=== Passage ===
SECTION 4. Chapter 10 of Title 4, Chapter 27 of Title 6, Sections 4-29-67 through 4-29-80, and Sections 12-37-250 through 12-37-295 of the 1976 Code are repealed.

SECTION 5. (1) Any funds held by a county or municipality on the date of the repeal of the local option sales tax as provided in Section 4 of this act must continue to be used for those purposes provided by Chapter 10 of Title 4 of the 1976 Code before its repeal.

(2) Any fee in lieu of tax agreement executed before the effective date of the repeal of Section 4-29-67 of the 1976 Code shall continue in full force and effect, and payments required to be made thereunder must continue to be made and must also continue to provide revenue for the payment of any special source revenue bonds issued before the effective date of the repeal of Section 4-29-68 of the 1976 Code. From Property Tax Relief Fund distributions, the county treasurer shall refund the amount of the fee in lieu of taxes to the fee payor and shall allocate the refund amount proportionately among those entities receiving a share of the fee in lieu payment.

(3) The General Assembly declares that the purpose of this act is to eliminate the need for state aid to local subdivisions through the repeal of ad valorem taxation and the replacement of the revenue lost through other means and as such is separate legislation for this sole purpose within the meaning of Section 6-27-50 of the 1976 Code.

SECTION 6. This act takes effect July 1, 1995./

Amend title to conform.

POINT OF ORDER

Rep. GONZALES raised the Point of Order that Amendment No. 71 was out of order as it was dated March 16, 1994, and was not the previous amendment that was on the desk when cloture was ordered.
===
*What you have to do*:
Write out the repeal passage word for word, from "SECTION 4. Chapter" up to and including "Code are repealed.".
=== Provided records ===
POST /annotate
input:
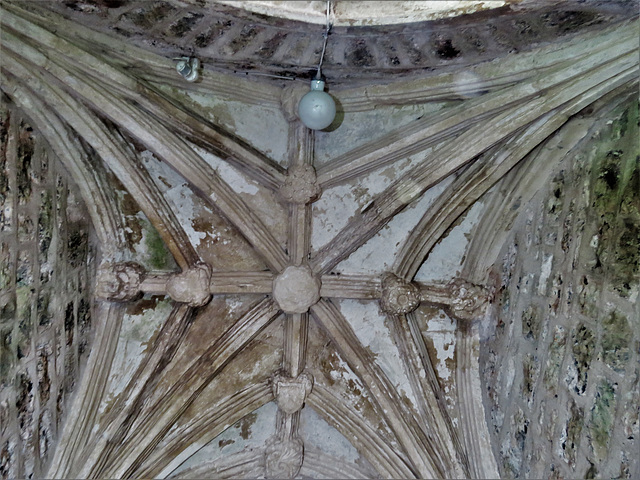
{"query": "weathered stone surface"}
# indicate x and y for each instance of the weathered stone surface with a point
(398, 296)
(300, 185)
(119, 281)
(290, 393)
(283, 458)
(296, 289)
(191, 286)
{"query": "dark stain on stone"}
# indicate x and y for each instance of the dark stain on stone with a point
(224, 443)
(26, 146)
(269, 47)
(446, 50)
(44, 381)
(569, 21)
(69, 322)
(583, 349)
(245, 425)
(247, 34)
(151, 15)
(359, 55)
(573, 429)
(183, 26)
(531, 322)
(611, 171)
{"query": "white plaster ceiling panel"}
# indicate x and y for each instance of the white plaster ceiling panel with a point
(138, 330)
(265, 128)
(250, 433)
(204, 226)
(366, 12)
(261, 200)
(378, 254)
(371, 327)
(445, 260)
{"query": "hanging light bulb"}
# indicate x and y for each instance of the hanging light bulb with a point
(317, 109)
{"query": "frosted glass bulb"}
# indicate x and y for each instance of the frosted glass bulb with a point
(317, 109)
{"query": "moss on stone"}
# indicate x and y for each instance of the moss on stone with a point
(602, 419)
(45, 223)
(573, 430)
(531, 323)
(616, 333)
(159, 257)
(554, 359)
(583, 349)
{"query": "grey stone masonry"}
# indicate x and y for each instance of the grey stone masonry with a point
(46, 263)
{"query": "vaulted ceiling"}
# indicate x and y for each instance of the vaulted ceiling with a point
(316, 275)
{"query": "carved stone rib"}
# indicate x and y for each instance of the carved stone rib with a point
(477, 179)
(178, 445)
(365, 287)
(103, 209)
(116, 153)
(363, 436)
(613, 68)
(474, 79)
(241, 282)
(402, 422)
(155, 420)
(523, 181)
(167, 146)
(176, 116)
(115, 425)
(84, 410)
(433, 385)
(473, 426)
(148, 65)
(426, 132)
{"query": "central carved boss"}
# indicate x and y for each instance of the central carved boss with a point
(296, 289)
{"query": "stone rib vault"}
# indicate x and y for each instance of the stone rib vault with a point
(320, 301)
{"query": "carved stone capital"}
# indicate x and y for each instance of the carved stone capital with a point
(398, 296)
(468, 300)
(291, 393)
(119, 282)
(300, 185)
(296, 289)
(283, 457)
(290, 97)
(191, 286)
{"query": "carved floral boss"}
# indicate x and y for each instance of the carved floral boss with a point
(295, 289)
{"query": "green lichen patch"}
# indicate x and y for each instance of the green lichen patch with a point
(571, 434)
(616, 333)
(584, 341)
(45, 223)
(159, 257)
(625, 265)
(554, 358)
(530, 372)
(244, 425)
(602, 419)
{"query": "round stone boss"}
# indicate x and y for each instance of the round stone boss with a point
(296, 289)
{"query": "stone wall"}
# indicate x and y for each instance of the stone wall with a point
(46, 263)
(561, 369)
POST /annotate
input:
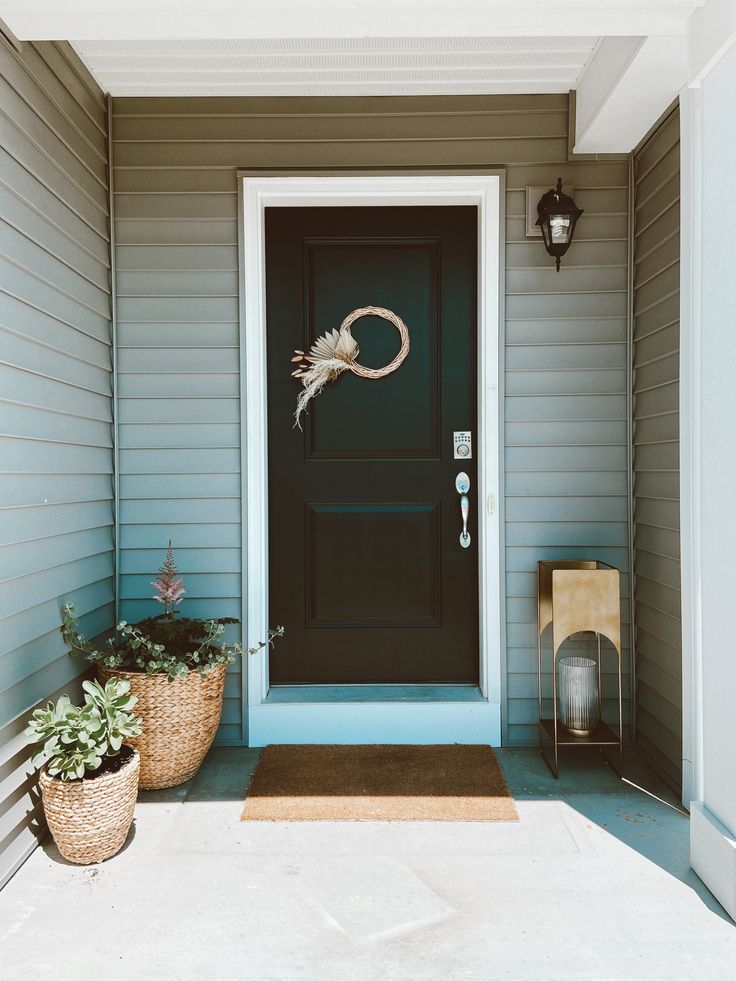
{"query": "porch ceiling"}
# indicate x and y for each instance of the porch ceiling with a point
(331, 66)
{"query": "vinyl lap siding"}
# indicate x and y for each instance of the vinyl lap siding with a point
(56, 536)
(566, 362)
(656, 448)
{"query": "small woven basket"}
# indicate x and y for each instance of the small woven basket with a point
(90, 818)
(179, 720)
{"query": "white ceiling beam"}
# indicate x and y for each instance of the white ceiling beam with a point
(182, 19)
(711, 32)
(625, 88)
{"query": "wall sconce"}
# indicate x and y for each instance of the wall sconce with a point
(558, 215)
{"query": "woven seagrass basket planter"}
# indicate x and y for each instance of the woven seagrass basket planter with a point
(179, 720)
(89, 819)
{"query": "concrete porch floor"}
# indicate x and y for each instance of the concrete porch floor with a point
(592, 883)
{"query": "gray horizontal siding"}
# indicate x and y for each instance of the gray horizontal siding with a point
===
*Response box*:
SECTION 4. Chapter 10 of Title 4, Chapter 27 of Title 6, Sections 4-29-67 through 4-29-80, and Sections 12-37-250 through 12-37-295 of the 1976 Code are repealed.